Give the records below again in full, exactly as written, but without any images.

● **Data for analysis**:
=== Begin Enclosure ===

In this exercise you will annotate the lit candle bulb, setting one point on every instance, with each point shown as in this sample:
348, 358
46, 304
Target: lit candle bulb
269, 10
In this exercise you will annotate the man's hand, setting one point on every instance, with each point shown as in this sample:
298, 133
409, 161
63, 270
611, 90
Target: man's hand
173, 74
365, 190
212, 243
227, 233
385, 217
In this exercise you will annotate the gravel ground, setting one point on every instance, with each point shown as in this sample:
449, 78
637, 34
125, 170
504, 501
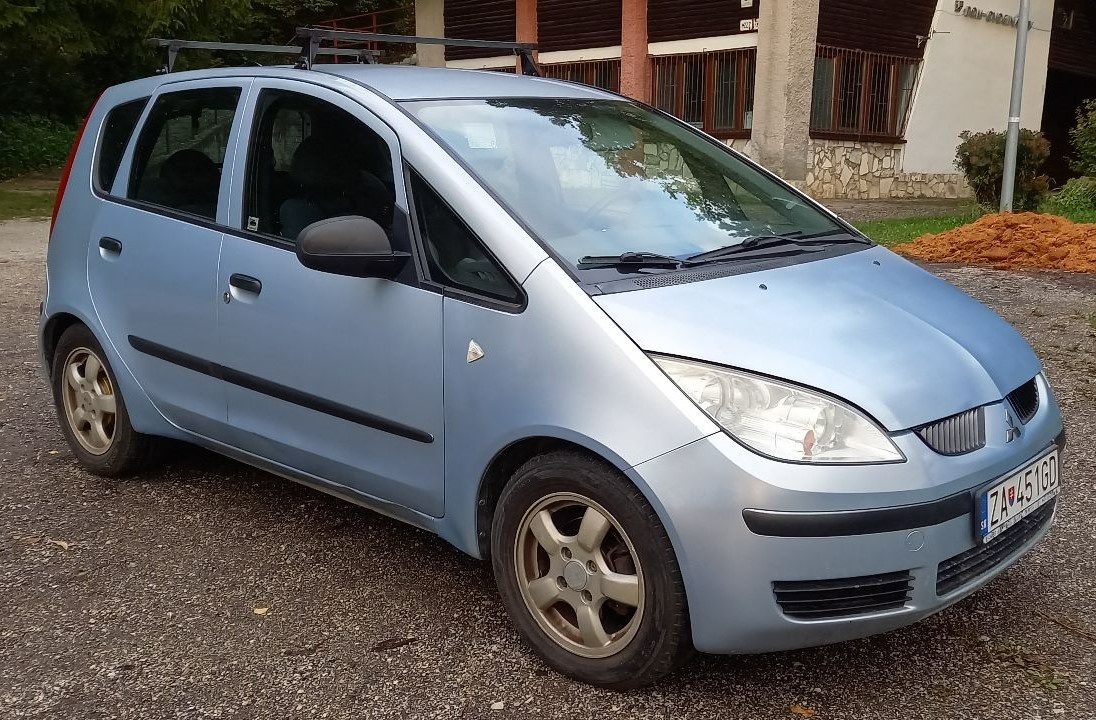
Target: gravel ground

=== End Enclosure ===

● **Expected answer**:
In this exercise you will annotate the lit candle bulb, setting one point on every instance, with each point shown as in this sample:
348, 358
46, 304
Target: lit candle bulb
269, 10
In this exercise you will annotate the man's hand, setting one point on every instance, with each point shown as in this sample:
298, 133
409, 161
63, 270
611, 90
Target: man's hand
173, 74
365, 190
212, 243
227, 233
385, 217
In this exercise you will annotate the gravel ground, setting one point on every instance, with each point shown as in this sample:
449, 78
637, 34
125, 170
504, 501
Target: gravel ground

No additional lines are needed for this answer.